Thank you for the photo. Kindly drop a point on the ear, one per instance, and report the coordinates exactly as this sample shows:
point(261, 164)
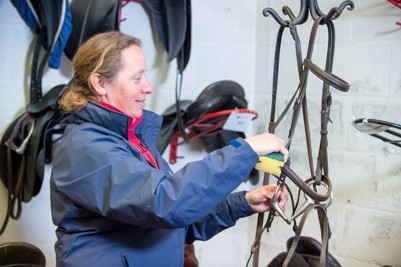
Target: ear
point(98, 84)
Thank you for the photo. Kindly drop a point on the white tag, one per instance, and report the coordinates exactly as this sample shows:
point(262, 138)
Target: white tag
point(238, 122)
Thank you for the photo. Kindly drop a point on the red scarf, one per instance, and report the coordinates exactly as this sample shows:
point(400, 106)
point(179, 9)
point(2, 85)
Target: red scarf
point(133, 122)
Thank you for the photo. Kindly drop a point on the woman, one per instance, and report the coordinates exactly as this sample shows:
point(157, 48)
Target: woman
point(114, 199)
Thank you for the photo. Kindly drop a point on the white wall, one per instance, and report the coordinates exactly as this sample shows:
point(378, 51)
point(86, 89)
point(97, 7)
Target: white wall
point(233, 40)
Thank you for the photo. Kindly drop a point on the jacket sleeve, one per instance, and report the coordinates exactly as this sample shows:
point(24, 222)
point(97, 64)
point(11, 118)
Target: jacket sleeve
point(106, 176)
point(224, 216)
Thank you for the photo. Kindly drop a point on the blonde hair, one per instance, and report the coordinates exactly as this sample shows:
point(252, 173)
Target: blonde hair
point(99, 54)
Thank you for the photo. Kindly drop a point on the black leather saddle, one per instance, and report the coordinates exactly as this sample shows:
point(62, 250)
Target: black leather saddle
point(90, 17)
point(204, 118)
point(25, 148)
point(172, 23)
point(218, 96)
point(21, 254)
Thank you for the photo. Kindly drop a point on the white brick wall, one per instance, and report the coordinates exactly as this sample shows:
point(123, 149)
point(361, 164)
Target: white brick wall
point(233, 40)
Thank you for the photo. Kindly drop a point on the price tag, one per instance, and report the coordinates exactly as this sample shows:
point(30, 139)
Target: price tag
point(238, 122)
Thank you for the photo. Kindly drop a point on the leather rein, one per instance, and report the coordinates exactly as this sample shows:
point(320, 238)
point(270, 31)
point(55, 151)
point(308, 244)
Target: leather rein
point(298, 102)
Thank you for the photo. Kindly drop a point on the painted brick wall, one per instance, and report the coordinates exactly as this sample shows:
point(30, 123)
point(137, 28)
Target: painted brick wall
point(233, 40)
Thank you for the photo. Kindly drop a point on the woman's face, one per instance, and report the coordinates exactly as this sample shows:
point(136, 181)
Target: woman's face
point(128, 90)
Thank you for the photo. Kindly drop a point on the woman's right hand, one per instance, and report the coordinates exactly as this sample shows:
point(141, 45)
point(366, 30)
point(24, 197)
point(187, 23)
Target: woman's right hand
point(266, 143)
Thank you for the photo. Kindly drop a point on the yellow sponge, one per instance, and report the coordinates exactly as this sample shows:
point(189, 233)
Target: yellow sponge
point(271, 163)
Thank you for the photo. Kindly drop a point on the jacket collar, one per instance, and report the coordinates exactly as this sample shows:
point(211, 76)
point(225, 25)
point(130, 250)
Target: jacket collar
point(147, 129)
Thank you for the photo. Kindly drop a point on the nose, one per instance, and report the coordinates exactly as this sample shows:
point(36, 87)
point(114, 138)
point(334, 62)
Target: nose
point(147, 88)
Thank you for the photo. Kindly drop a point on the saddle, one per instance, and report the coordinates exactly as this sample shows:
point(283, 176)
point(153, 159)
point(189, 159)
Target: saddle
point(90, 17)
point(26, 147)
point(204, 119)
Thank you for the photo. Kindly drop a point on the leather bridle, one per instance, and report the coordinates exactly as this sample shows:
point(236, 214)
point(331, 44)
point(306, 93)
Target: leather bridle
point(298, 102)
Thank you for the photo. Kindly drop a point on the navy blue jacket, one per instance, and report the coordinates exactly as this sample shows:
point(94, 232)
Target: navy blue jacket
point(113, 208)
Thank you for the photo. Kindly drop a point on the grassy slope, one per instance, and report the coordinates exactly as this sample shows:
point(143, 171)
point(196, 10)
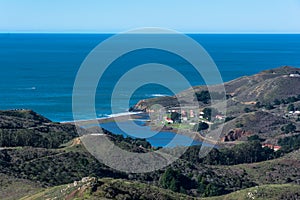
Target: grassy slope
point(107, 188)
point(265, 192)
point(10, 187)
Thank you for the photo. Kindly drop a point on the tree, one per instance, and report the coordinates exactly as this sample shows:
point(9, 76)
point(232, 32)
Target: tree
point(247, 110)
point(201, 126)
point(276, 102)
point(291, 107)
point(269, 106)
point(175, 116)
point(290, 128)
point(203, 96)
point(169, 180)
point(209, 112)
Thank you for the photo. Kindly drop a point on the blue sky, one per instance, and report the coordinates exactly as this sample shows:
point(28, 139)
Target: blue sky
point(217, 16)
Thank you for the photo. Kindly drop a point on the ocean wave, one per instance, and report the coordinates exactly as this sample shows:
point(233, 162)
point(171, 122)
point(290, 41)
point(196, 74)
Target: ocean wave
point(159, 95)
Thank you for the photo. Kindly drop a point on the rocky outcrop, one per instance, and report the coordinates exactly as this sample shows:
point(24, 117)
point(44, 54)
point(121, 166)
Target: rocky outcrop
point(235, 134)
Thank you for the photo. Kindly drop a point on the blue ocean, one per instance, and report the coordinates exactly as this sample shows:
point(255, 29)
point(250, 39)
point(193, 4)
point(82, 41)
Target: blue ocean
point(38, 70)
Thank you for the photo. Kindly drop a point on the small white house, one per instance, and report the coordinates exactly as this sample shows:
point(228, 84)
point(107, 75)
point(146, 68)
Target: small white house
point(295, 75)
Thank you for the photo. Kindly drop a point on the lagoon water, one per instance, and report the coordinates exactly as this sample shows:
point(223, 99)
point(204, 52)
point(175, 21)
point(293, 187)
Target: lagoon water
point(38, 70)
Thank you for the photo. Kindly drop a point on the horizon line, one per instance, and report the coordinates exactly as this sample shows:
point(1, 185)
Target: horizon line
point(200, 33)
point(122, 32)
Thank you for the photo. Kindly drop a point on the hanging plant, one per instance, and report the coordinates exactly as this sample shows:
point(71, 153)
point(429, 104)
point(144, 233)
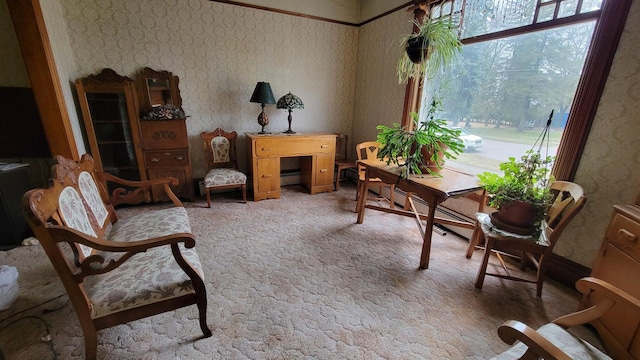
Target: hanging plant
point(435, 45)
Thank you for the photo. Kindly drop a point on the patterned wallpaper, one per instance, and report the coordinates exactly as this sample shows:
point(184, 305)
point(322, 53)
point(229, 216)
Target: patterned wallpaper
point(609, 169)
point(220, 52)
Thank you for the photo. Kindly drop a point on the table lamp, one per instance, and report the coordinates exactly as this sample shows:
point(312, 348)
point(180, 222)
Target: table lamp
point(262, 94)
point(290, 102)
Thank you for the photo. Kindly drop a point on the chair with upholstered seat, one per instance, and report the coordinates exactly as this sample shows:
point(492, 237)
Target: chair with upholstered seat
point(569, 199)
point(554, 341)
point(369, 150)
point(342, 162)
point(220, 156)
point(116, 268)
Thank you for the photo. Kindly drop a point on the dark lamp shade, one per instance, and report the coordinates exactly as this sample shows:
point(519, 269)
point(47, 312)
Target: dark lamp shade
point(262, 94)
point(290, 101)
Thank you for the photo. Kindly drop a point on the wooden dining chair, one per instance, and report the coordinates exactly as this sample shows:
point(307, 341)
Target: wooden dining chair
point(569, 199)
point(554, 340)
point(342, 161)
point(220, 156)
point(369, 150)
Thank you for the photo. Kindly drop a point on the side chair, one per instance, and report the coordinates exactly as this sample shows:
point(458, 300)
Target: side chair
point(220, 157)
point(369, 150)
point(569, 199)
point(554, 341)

---

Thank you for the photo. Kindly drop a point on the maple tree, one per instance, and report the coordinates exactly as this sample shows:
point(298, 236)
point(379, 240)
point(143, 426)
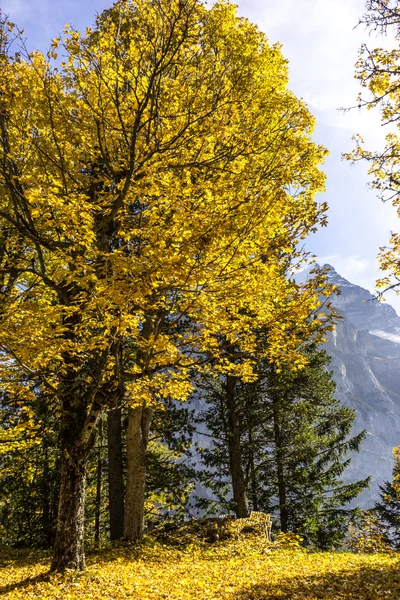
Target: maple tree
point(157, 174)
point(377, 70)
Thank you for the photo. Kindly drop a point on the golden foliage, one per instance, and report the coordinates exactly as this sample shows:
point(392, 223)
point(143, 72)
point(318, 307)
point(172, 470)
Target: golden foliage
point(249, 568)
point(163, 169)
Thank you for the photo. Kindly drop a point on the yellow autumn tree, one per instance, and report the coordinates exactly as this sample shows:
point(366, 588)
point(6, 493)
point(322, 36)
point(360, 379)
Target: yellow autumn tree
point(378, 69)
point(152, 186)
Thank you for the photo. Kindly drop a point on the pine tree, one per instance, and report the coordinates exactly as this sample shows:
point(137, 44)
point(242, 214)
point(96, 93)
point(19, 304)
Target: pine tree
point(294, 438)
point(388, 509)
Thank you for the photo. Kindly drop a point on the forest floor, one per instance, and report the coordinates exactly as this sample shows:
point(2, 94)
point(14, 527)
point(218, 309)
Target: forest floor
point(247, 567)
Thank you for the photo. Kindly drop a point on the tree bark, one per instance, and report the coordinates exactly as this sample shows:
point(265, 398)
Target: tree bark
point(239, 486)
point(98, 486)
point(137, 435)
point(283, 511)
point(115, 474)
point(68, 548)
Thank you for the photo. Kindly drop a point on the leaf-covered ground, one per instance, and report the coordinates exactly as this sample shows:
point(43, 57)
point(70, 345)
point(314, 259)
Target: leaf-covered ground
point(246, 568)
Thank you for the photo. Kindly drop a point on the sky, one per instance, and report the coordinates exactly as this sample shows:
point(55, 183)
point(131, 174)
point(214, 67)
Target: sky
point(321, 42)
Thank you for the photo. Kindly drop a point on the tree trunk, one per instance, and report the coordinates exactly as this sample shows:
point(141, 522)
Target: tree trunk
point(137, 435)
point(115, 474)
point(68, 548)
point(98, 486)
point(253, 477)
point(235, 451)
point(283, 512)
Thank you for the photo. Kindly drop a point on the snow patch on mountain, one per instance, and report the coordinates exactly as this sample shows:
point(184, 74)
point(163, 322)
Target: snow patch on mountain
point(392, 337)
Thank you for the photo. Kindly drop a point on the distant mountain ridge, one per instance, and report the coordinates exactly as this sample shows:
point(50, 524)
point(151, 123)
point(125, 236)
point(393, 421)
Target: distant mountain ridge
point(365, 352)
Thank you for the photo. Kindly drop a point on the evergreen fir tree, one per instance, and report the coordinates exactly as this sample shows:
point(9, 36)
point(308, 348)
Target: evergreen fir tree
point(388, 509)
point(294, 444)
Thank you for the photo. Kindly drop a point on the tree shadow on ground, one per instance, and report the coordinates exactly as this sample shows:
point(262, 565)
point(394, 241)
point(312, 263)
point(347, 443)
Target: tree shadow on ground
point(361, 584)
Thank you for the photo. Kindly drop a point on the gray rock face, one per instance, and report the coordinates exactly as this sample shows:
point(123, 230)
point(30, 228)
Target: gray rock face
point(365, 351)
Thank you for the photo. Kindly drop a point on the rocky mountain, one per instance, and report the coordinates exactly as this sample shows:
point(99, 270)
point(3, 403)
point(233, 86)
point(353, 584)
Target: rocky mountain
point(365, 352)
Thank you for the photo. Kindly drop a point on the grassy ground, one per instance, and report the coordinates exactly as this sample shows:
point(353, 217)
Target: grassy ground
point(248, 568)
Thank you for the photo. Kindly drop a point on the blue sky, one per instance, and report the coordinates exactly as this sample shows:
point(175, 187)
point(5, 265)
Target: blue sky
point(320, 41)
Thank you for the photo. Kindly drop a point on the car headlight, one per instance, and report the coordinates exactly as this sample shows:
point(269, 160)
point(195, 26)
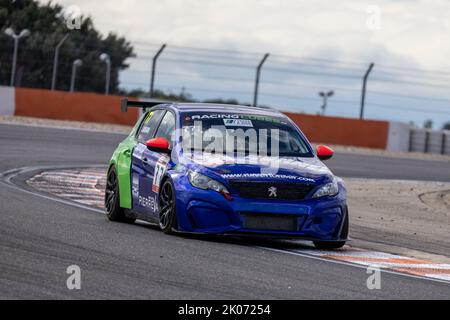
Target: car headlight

## REQUIRED TASK
Please reproduce the material from the line containing "on the gray" up to and including the line containing "point(365, 351)", word for word.

## CORRECT RESPONSE
Thank you for the photo. Kindly drop a point on the gray rock face, one per instance, and report the coordinates exactly as this sample shows:
point(123, 230)
point(30, 228)
Target: gray rock face
point(365, 351)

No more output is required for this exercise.